### INSTRUCTIONS:
A: In the forum excerpt on bike brakes, which type of brakes did the person who bought a new Di2 race bike deliberately choose?
B: Transcribe the forum excerpt on bike brakes, starting at "Sorry wasn’t trying" and ending at "I live now.".
C: Carry on the forum discussion about disc versus rim brakes from the point where it stops.

### SELECTED PASSAGE:
━━━━━━━━━━
I guess I probably should have narrowed down more costly. I have been reading up on the discs, and the whole idea of the fluid having to be purged from the hyrdraulic just gave me a lot of pause. So I was guess that mechanical ones were maybe a little less costly to maintain.

I am not the best at descending and so I was looking at discs, but the whole cost question was kinda putting a stop to it.

Sorry wasn’t trying to start a forum war.


No you are totally cool and a fair newbie question. Disc versus rim is a pretty divisive subject on bike forums as camps are divided. But will give you my pretty succinct take.

I just bought a new Di2 race bike with rim brakes. I very deliberately chose rim brakes. I don't like disc brakes and have owned them on different bikes.

I am not adverse to tech, hence Di2 and the latest bike tech but where I draw the line at brakes is...
-If I live in the mountains or pronounced hills with high speed descents, I want disc brakes.

-If I live more normal terrain with rollers, bridges, some climbing but not predominant climbing, I want rim brakes....like where I live now.
━━━━━━━━━━
### SUPPLIED DATA:
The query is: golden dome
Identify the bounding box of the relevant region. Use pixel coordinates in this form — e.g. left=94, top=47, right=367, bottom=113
━━━━━━━━━━
### ANSWERS FOR THIS EXERCISE:
A: Rim brakes.

B:
Sorry wasn’t trying to start a forum war.


No you are totally cool and a fair newbie question. Disc versus rim is a pretty divisive subject on bike forums as camps are divided. But will give you my pretty succinct take.

I just bought a new Di2 race bike with rim brakes. I very deliberately chose rim brakes. I don't like disc brakes and have owned them on different bikes.

I am not adverse to tech, hence Di2 and the latest bike tech but where I draw the line at brakes is...
-If I live in the mountains or pronounced hills with high speed descents, I want disc brakes.

-If I live more normal terrain with rollers, bridges, some climbing but not predominant climbing, I want rim brakes....like where I live now.

C:
So to me, this should be the discriminator. Why not discs for every situation? They cost more, are slightly heavier...not much...but moveover, they require more specific maintenance. Get ready for the onslaught that says disc brakes are easy to maintain. Tell that to those that can't get them to stop howling or rubbing.

Now...as to mechanical versus hydraulic? To me there is NO comparison. In spite of what may seem like more complexity with hydraulic fluid which is true, get hydraulic discs EVERY time. There is no comparison. Modulation and even adjustment is easier with hydraulic. Hydraullic is the only way to fly.

Every serious road cyclist has an opinion on this subject. I love rim brakes. The new dual pivot Shimano rim brakes are simply outstanding. Others only want disc brakes on their new road bikes. Camps are divided. You probably have to own one or two bikes with disc brakes to decide if you prefer them.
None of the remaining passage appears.